- [Document excerpt]
Aiteo Eastern Exploration and Production is in debt restructuring talks with its lenders, group managing director Victor Okoronkwo tells The Africa Report.
All parameters of the company’s debt are under consideration as part of the talks, which began shortly before the COVID-19 pandemic, Okoronkwo said. The discussions to date have been “fruitful” and Okoronkwo said he hopes that an agreement can be reached “as soon as possible.”
He declined to say whether a debt-for-equity swap was on the table, citing “commercial sensitivities.”
Aiteo Eastern is the operator of oil mining lease (OML) 29, a joint venture with the Nigeria National Petroleum Corporation (NNPC).
The company also operates the 97-kilometre Nembe Creek Trunk Line, which serves as an industry-wide evacuation pipeline for produced fluids to the Bonny Terminal.
- That pipeline is a source of comfort to the company’s lenders, Okoronkwo said.
The company is grappling with the consequences of loading up on oil reserves at a time of much higher prices. Aiteo in 2015 bought Shell’s stake in OML 29 and the Nembe Creek Trunk Line for $1.7 billion. It also purchased Total’s stake in OML 29 for $569 million.
- Those decisions now mean that Aiteo is among Nigerian oil producers least able to withstand prolonged low oil prices, according to Yann Alix, head of Ashurst Africa in London.
- Aiteo “acquired assets with substantial borrowings in a drastically different oil price environment”, Alix said in March.
Such a view is “uninformed,” Okoronkwo said, pointing to the company’s resource base which “gives us the robustness we need.”
- Increasing oil production would be one possible course of action, he said.
Nigerian banks face severe risks from the oil price.
According to Fitch, the oil and gas sector represented about 30% of Nigerian banks’ gross loans at the end of the third quarter of 2019.

- [Entries supplied]

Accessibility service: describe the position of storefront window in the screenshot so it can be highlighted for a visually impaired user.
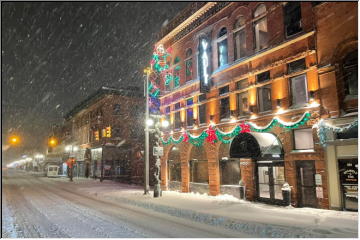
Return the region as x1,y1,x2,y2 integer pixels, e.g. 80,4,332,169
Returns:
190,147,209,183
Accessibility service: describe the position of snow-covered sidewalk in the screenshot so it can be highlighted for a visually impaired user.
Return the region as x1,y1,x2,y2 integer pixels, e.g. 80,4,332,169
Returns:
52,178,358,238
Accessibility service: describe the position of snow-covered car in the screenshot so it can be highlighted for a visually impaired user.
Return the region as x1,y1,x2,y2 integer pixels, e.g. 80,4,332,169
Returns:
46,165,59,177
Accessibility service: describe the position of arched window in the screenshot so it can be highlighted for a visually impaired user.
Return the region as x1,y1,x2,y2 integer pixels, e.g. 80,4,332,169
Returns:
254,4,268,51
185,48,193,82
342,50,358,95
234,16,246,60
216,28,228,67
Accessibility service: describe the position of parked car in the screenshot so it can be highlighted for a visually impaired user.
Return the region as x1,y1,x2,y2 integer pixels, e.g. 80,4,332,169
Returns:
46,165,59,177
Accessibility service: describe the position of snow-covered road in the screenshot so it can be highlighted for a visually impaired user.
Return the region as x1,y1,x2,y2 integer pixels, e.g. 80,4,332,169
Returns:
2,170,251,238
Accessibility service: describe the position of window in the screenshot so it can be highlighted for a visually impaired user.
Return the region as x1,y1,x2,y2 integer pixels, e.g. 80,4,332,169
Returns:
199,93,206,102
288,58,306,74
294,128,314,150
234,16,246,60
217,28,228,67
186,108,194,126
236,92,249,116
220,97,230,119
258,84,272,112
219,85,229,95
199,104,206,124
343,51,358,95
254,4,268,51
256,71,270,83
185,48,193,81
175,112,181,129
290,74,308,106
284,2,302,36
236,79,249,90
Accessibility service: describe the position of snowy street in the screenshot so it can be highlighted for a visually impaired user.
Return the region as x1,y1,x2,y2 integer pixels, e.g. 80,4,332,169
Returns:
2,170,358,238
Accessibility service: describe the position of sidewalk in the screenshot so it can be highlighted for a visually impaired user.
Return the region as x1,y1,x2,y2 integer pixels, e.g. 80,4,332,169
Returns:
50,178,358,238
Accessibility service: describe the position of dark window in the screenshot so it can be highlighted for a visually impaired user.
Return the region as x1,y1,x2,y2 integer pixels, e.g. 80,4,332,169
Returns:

- [List of tasks]
a - Name every company or organization that the article on Aiteo's debt restructuring talks mentions by name.
b - Write the next part of the article on Aiteo's debt restructuring talks, picking up after its final sentence.

- [Exercise results]
a -
- Aiteo Eastern Exploration and Production
- The Africa Report
- Nigeria National Petroleum Corporation (NNPC)
- Shell
- Total
- Ashurst Africa
- Fitch

b -
- The cost of risk for Nigerian banks rose by 200 basis points during the 2015 oil price shock and Fitch does not rule out a similar increase in 2020.
Aiteo, which contributes over 5% of Nigeria’s daily oil production, has one of the largest private storage facilities for refined petroleum products in sub-Saharan Africa.
These include petroleum storage facilities with capacity of more than 320 million litres at Port Harcourt and Apapa.
Okoronkwo has previously said that the Nigeria’s power shortage could be resolved through better use of the nation’s huge gas deposits. Part of Aiteo’s strategy is to raise gas production.
- The company is now producing 60m square cubic feet of natural gas per day, which is derived from oil production, Okoronkwo said.
- Depending on financing, he hopes to raise that to 250m square cubic feet in three years. “Our focus is to unlock the gas resource.”
Okoronkwo is confident that its resource base gives it the “buffer” to withstand even a prolonged period of low oil prices.
The company’s assets mean that “all you need to do is restrategise” if an unexpected event like COVID-19 occurs, he said. “Our aims are still attainable. We are weathering the storm.”
Bottom Line: Aiteo’s diversified resource base puts it in a stronger position than most to push through debt restructuring on its own terms.